The arrangement of struts of FIG. 14 will now be described in detail. Each branched segment 290 includes a primary strut 292 and a plurality of secondary struts 294. The primary strut 292 is preferably straight and radial although the invention is not so limited. The primary strut 292 includes a proximal end 302 that is connected to the hub 286 at an intersection 306. A distal end 304 of the primary strut 292 extends to the perimeter 288. Furthermore, the primary strut 292 includes a first side 308 and a second side 310.
Each secondary strut 294 has a proximal end 312 and a distal end 314. The proximal end 312 is located proximate to the center 284 relative to its distal end 314. The proximal end 312 of each secondary strut 294 is attached to the primary strut 292 at an intersection 316. Each consecutive intersection 316 along the primary strut 292 towards the perimeter 288 is spaced at a distance D. In one variation the distance D is constant and in another variation distance D varies. The secondary struts 294 are arranged such that the secondary struts 294 extending from the first side 308 of the primary strut 292 are substantially parallel with respect to each other and the secondary struts 294 extending from the second side 310 are substantially parallel with respect to each other with all of the distal ends 314 of the secondary struts 294 extending to the perimeter 288. The primary struts 296 that are located between the branched segments 290 are positioned such that they are substantially parallel to adjacent secondary struts 294.
Secondary struts 294 are attached to the primary strut 292 in a branched segment 290 by welding, brazing, pinning, bolting or riveting, for example. Alternatively, the primary strut 292 is provided with slots (not shown) extending in an axial direction. The slots are sized to receive a modified secondary strut. The modified secondary strut is modified to have a V-shape. As a result, the modified secondary strut has two distal ends with the apex of the angled modified secondary strut forming an intersection with primary strut when the modified secondary strut is passed through the slot. The slot may be adapted to firmly secure the modified secondary strut without welding or brazing by methods well known in art. This alternative construction is advantageous because the modified secondary strut would be substantially secured yet free enough to expand or contract in response to thermal gradients without creating stress concentrations.

Problem set ::
**a)** Using the strut arrangement description, list the methods named for attaching the secondary struts to the primary strut in a branched segment.
**b)** Write the next part of the strut arrangement description, picking up after its final sentence.
None of the data is needed here.

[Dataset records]
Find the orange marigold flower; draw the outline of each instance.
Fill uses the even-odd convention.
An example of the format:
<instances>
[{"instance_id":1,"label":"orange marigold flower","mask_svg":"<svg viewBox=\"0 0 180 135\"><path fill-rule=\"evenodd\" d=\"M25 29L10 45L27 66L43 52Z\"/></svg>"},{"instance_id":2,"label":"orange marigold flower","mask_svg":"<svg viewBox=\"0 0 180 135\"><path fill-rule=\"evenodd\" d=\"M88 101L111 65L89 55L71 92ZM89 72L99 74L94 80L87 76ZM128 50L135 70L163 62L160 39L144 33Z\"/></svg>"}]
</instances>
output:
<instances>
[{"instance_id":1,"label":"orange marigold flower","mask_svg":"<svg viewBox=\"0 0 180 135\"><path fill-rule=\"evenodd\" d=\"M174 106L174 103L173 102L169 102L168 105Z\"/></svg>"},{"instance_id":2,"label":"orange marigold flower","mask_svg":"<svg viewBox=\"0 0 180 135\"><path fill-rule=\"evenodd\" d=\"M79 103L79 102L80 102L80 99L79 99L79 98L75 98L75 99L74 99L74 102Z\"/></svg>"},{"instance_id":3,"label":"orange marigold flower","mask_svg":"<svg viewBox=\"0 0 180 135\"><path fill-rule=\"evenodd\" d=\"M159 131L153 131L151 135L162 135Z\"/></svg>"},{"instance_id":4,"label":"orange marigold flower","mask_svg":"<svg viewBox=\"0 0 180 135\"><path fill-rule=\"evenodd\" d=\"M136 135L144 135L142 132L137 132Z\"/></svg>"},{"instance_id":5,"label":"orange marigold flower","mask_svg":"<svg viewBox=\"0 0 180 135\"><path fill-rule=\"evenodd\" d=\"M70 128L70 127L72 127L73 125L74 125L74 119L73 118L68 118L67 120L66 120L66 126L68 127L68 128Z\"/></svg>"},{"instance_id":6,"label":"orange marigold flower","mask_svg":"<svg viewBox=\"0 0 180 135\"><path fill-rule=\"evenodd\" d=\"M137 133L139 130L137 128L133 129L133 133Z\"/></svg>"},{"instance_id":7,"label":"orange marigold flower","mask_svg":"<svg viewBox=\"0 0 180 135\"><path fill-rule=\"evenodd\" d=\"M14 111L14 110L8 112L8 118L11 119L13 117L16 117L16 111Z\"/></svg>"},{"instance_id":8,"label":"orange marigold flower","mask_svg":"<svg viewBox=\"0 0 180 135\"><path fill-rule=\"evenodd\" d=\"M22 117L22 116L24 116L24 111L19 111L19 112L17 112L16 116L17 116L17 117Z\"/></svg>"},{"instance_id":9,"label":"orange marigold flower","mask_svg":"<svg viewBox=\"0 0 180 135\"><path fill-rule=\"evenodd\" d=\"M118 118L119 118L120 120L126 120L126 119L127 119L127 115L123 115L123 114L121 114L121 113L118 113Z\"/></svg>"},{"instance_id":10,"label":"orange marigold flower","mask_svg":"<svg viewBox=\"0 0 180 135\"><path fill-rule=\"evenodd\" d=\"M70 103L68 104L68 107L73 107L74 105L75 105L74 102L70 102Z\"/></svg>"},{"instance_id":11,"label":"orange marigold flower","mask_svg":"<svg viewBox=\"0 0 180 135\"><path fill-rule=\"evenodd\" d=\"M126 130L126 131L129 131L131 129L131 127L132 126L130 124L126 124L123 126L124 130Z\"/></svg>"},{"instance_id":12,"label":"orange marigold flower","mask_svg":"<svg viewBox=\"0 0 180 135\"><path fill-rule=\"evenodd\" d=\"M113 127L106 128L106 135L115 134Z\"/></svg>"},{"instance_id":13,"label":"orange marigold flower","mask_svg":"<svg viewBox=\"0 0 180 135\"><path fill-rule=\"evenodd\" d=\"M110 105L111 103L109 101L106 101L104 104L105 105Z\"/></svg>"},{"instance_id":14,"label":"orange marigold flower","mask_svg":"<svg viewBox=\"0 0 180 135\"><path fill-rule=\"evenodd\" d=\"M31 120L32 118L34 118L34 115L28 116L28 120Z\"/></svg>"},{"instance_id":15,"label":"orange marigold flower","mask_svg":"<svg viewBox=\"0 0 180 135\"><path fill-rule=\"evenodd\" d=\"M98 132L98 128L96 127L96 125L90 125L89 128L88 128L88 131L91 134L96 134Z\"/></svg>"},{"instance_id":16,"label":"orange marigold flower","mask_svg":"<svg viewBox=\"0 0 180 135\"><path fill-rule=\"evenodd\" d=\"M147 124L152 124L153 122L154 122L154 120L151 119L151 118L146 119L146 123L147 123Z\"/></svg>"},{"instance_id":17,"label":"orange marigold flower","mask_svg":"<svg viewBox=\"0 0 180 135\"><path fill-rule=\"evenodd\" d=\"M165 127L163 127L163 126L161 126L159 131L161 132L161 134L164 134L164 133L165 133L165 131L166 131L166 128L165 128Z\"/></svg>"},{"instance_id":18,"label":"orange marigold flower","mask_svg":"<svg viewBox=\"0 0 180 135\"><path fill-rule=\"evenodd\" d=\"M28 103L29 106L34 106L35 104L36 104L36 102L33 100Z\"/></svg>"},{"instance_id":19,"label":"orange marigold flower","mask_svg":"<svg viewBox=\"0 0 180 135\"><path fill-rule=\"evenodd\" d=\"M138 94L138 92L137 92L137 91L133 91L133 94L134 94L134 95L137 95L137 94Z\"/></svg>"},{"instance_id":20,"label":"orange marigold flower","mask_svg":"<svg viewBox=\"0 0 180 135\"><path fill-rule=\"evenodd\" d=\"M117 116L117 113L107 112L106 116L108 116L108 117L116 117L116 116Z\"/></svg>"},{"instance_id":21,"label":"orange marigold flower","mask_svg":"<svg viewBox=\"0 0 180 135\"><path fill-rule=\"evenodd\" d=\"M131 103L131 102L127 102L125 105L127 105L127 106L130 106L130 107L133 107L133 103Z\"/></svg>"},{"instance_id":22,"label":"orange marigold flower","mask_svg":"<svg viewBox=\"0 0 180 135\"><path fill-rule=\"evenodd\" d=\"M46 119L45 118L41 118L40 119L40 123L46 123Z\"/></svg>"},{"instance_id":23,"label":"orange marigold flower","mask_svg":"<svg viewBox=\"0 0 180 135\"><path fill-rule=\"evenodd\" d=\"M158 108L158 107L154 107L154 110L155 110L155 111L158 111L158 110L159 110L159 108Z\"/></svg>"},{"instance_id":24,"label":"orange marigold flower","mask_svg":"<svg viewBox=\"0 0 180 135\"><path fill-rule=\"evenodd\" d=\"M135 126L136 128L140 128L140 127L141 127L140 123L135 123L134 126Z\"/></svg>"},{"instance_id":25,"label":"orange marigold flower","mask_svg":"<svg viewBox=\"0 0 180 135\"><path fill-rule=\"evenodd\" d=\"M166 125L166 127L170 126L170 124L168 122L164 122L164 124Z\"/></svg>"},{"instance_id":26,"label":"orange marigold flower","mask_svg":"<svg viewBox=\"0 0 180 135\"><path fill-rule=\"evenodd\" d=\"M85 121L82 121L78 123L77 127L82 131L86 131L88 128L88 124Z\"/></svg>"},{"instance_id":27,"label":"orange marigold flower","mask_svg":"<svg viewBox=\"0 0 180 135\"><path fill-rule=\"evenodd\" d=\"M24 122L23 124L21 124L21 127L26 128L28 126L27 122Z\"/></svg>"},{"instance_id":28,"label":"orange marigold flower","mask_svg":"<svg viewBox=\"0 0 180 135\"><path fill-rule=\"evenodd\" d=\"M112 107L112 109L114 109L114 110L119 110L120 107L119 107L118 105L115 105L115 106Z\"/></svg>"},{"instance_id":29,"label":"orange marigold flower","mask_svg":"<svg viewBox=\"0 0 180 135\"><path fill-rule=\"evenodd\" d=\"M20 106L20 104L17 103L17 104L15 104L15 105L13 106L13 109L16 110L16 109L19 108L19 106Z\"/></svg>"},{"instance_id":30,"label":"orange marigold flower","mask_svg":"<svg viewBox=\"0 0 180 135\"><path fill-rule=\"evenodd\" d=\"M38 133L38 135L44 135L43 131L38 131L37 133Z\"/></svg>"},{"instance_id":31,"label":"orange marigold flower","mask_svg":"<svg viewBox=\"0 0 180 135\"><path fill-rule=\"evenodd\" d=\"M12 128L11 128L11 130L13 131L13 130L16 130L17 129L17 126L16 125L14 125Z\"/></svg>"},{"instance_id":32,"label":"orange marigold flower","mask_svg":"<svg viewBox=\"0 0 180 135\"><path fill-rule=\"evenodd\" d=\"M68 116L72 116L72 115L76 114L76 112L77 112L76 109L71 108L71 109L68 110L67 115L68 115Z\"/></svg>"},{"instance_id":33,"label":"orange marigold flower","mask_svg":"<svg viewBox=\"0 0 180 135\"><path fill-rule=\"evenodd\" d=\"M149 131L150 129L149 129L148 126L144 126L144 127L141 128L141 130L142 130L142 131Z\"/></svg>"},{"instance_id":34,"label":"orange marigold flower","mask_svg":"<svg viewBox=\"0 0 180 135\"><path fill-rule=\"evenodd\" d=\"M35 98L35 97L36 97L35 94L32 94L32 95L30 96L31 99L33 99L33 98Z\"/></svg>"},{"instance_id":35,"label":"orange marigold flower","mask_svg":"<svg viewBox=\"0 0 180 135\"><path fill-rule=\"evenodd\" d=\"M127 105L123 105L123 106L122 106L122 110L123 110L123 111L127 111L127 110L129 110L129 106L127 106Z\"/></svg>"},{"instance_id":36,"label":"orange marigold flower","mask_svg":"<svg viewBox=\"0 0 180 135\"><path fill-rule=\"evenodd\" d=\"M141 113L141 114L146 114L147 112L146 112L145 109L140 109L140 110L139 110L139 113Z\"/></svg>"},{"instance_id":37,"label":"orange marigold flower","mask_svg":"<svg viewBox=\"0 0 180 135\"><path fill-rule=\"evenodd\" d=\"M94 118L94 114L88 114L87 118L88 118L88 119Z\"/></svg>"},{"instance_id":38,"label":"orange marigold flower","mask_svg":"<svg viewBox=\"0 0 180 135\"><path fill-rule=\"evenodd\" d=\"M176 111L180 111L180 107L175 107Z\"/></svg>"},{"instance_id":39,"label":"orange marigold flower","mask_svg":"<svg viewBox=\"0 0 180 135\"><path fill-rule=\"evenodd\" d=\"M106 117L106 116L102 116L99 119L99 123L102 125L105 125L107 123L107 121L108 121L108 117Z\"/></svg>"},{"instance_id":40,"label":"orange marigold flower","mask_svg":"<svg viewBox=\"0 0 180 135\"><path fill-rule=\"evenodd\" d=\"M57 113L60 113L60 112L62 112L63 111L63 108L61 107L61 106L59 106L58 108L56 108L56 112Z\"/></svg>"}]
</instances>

Exercise results ::
**a)** Welding, brazing, pinning, bolting, riveting

**b)**
Referring now to FIG. 15, there is depicted yet another variation of a support structure 318. The support structure 318 includes a center 320 illustrated in FIG. 15 as a hub 322 having a circular cross-section. Of course, the center 320 need not be a hub 322 but may be a single intersection for example. In addition, the overall shape of the support structure 318 may not be circular. The center 320 is not necessarily coincident with the geometric center of the support structure. The center is a central intersection or hub that may or may not be at the geometric center of the support structure. The support structure 318 includes an outer ring 324 that defines an outer perimeter 326. The support structure 318 includes six primary struts 328 oriented about the center 320 and designated with the letter B. Each of the primary struts 328 has a proximal end 330 and a distal end 332. The proximal end 330 is proximally located to the center 320 relative to the distal end 332. Each primary strut 328 is connected to the hub 322 at its proximal end 330 forming an intersection 334 and is connected to the outer ring 324 at its distal end 332 to form an intersection 336 with the outer ring 324. The primary strut is preferably radial and can be attached to the hub 322 and outer ring by any combination of welding, brazing, tongue-and-slot or other method described herein or known to a person skilled in the art.
The support structure 318 also includes cantilevered struts 338 designated by the letter A in FIG. 15. As shown, two cantilevered struts 338 are located between primary struts 328, however, the invention is not so limited as long as at least one cantilevered strut 338 is provided between primary struts 328. Each cantilevered strut 338 is connected to the outer ring 324 at a distal end 340 of the cantilevered strut 338 to form an intersection 341, and extends towards the center 320 but a proximal end 342 is not connected to the center 320. Cantilevered struts 338 stop short of intersecting with the hub 322 to prevent over-restricting air flow through the support structure 318 near the center 320 where typically struts are spaced closer together. Cantilevered struts 338 are preferably radial with respect to the center 320 and intersections 336, 341 of the outer ring 324 with both primary 328 and cantilevered struts 338 are equally spaced around the outer ring 324. Although six primary struts 328 and twelve cantilevered struts 338 are depicted, the invention is no so limited and any number is within the scope of the present invention.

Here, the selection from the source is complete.